Given passage
★ ★ ★ ★

The World Cup started on October 5. But on Saturday, it makes a fresh start. A bit contrived, but brimming with excitement.
India v Pakistan is a rare occurrence in cricket. It comes about once every four years in ODI World Cups. It is happening for the first time in India in any format in seven years. Ahmedabad is hosting Pakistan for the first time after a decade. And all this is coming together at the biggest cricket stadium in the world.
The weight of expectations will be as heavy as the support columns that hold up the towering Narendra Modi Stadium. It is a sight to behold on normal day. But on Friday, it was even more imposing, swarming with thousands of police personnel and security forces, fortifying what is the most precious fixture in cricket, and among the most valuable in all sport.
So valuable, tickets were being offered for dozens of times over their face value. Same with hotel rooms, which are all but sold out.
That was partly because of the delay in announcing the schedule and tickets. A mad scramble for a seat or two at the 132,000 capacity venue became impossible to contain.
The Indian cricket board released another batch of tickets recently, although there is not clarity over whether the match was already a sell-out, as had been reported.
An even bigger issue has been hotel rooms – there simply aren’t enough for cater to the sudden influx of fans. Mediocre rooms are being given out for many times the usual asking rates.
There are a few who anticipated the issues, and planned accordingly. When the fixtures were announced in June, a group of software engineers from Hyderabad – Ranjith, Girish, Pavan and Vamshi – first booked hotel rooms, and then waited for the tickets to drop – which happened just over a month before the start of the World Cup. In hindsight, it was a smart decision.

★ ★ ★ ★

Dataset excerpts
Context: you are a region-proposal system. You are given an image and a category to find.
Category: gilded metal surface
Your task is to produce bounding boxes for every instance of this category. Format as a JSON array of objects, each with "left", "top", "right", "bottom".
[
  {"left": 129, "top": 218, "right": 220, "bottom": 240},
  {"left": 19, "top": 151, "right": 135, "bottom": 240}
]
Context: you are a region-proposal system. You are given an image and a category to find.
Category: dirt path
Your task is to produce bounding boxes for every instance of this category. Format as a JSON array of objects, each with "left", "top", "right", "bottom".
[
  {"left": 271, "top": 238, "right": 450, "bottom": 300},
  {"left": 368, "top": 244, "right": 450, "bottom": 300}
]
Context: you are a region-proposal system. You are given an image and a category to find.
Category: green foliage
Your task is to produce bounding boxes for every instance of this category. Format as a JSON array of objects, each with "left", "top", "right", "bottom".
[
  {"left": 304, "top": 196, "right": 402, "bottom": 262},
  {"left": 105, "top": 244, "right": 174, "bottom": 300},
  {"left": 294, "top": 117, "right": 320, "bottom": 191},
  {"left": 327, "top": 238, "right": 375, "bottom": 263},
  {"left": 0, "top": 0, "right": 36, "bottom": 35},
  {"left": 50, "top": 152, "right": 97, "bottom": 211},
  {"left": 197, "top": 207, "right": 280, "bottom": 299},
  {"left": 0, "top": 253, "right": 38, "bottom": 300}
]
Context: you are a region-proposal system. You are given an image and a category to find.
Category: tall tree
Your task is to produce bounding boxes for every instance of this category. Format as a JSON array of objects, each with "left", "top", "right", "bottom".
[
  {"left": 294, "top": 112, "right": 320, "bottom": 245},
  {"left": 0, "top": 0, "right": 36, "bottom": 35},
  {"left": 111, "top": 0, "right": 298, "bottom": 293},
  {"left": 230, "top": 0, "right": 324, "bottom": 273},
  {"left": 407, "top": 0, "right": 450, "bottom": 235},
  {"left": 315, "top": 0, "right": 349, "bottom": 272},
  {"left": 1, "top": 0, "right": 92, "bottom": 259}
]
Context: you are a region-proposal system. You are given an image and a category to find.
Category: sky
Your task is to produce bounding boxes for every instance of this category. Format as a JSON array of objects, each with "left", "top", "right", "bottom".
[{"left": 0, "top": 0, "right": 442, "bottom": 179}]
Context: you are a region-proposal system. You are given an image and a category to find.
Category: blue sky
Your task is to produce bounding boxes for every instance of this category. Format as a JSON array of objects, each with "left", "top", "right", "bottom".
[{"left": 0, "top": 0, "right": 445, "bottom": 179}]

★ ★ ★ ★

Exercise requirements
Using the passage on the India v Pakistan match, state whether each statement agrees with it: (a) the fixtures were announced in June; (b) Ahmedabad last hosted Pakistan five years ago; (c) it is clear that the match was already a sell-out. Answer yes or no for each and quote the deciding words.

Answer below
(a) Yes: "When the fixtures were announced in June"
(b) No: "Ahmedabad is hosting Pakistan for the first time after a decade."
(c) No: "there is not clarity over whether the match was already a sell-out"